- Problem details
Reproduce all of the data below word for word, omitting the pictures.

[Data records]

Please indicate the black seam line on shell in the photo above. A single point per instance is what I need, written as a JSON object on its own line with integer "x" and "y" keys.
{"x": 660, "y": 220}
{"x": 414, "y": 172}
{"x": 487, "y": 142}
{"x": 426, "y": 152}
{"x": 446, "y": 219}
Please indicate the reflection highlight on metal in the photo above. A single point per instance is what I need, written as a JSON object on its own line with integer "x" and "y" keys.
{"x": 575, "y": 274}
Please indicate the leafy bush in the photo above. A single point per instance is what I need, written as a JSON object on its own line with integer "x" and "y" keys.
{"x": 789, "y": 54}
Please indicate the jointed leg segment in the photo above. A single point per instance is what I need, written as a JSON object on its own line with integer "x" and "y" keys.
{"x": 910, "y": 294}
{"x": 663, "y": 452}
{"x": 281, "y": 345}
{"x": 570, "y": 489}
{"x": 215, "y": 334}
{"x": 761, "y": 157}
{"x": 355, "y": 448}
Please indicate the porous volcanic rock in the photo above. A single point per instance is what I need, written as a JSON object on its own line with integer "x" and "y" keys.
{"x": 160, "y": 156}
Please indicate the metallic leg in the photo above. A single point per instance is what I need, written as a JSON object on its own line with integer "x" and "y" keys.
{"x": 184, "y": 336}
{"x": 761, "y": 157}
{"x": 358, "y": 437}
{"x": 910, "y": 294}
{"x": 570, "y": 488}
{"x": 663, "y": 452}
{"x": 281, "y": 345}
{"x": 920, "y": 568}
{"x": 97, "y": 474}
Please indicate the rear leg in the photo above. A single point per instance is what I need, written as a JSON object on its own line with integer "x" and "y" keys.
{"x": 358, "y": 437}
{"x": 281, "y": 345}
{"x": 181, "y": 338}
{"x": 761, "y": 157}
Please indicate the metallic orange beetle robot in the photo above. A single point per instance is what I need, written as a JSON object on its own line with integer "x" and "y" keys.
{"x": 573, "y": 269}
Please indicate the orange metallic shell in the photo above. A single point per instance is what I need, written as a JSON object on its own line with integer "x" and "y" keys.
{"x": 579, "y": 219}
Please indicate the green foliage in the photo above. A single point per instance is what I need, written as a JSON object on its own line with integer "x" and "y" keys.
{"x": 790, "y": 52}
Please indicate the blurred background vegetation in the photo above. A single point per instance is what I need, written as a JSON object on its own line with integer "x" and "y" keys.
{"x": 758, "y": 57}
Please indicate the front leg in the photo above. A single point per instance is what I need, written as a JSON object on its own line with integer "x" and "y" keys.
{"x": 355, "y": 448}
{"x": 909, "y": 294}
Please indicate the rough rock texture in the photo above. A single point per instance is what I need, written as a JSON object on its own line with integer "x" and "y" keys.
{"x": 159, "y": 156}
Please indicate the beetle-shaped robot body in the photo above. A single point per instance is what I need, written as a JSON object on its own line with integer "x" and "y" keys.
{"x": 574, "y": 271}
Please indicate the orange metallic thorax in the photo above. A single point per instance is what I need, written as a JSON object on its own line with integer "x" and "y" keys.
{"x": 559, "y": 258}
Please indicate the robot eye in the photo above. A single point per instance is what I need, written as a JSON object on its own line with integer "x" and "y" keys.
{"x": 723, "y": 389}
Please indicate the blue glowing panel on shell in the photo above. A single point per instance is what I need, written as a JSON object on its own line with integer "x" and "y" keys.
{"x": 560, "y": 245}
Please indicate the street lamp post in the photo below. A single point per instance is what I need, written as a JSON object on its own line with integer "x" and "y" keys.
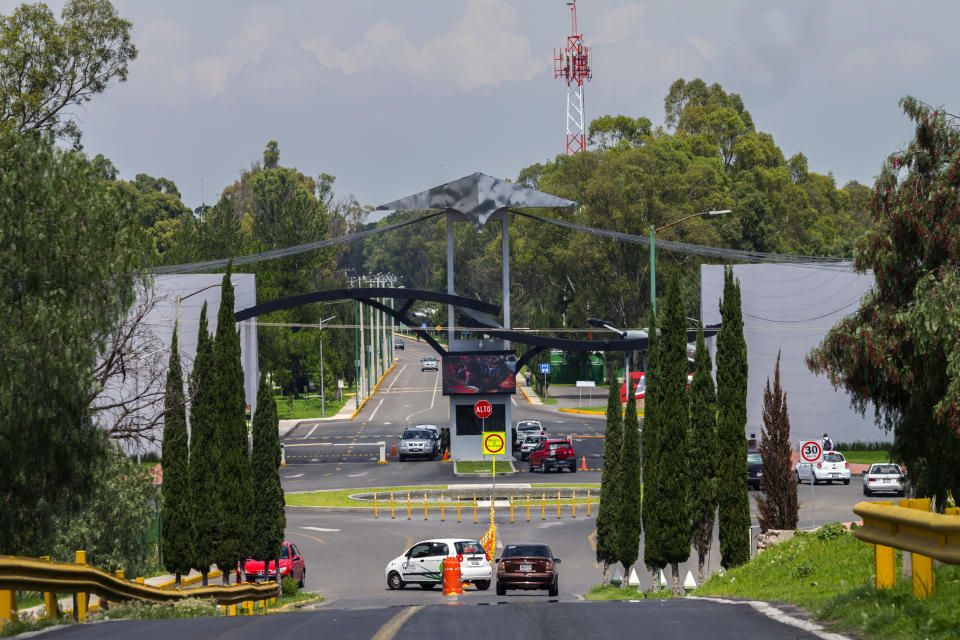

- Written answer
Please indicate the black seam line on shell in the photo above. A single point per instance is what I need, written as a JSON object on its own line with integer "x" and "y" keys.
{"x": 660, "y": 220}
{"x": 414, "y": 172}
{"x": 487, "y": 142}
{"x": 426, "y": 152}
{"x": 446, "y": 219}
Please indicate the reflection highlight on metal in the photo above. A single point per instance is what I need, written as a JSON object on its own line with integer "x" and "y" keys.
{"x": 575, "y": 274}
Please indicate the leafy bush in the photo above. A single point per instance is what I need, written as a JSON object on its own line with integer "x" and "y" keys.
{"x": 789, "y": 54}
Please indicate the jointed leg segment in the photo above. A single point per instance is what I need, written as a JSON object on its own line with integer "x" and "y" keys.
{"x": 910, "y": 294}
{"x": 663, "y": 452}
{"x": 281, "y": 345}
{"x": 570, "y": 489}
{"x": 215, "y": 334}
{"x": 761, "y": 157}
{"x": 355, "y": 448}
Please indicate the porous volcanic rock in the photo above. A single point per instance is what I need, written as a JSON object on its own line with integer "x" and "y" keys.
{"x": 160, "y": 156}
Please indicate the metallic leg in the photo above. A single point per instance is what I need, written as a JSON object on its own line with integer "x" and "y" keys.
{"x": 184, "y": 336}
{"x": 761, "y": 157}
{"x": 358, "y": 437}
{"x": 910, "y": 294}
{"x": 570, "y": 488}
{"x": 663, "y": 452}
{"x": 281, "y": 345}
{"x": 920, "y": 568}
{"x": 97, "y": 474}
Please indicate the rear leg in the photo above. A single point per instance is what I need, written as a JSON object on its own line with integer "x" and "y" keys.
{"x": 358, "y": 437}
{"x": 281, "y": 345}
{"x": 181, "y": 338}
{"x": 761, "y": 157}
Please indicate the metallic orange beetle robot in the photo above. A single point per instance is what I need, written as a JSON object on its own line with integer "x" and "y" keys.
{"x": 573, "y": 269}
Please indicate the orange metallic shell in the photo above. A single point per instance is what I need, written as a JSON object on its own line with integer "x" and "y" keys.
{"x": 579, "y": 219}
Please indicate the green foliage in the photo above. A single point per instance is what I need, written as a JSON object on its own line with integer "x" and "y" keys.
{"x": 790, "y": 52}
Please indicate the blurred background vegetation in the photo above. A single point per instance is what I need, written as a JSON object on its own line with integer "x" and "y" keys.
{"x": 758, "y": 57}
Please indicate the front leg in the photo above. A single point per instance is what I need, written as a JSON object on its own line with integer "x" and "y" keys.
{"x": 355, "y": 448}
{"x": 909, "y": 294}
Please indicate the rough rock texture in the photo above. A single point per instance is what I need, written as a JSON object on its own line with integer "x" and "y" keys.
{"x": 159, "y": 156}
Please indicate the beetle-shaped robot body in the photo above. A single point per instance is what I need, written as a JSON object on its own line with integer "x" and "y" keys.
{"x": 574, "y": 271}
Please indicate the orange metallic thorax in the photo above. A single point per instance is what I need, written as a JSON object on its own line with integer "x" and "y" keys.
{"x": 559, "y": 258}
Please indicate the robot eye in the photo above. A single point per instance is what I need, written as a JSON object on its own line with integer "x" and "y" keys.
{"x": 723, "y": 389}
Please indicate the blue glowing panel on shell in the photo above. A single point per instance is what I need, written as a JSON object on its own line with integer "x" and "y" keys.
{"x": 560, "y": 245}
Please indicate the street lamp post in the photo below. A single point per instance is what I need, written as a JSON object on its own line with integer "x" and "y" keys.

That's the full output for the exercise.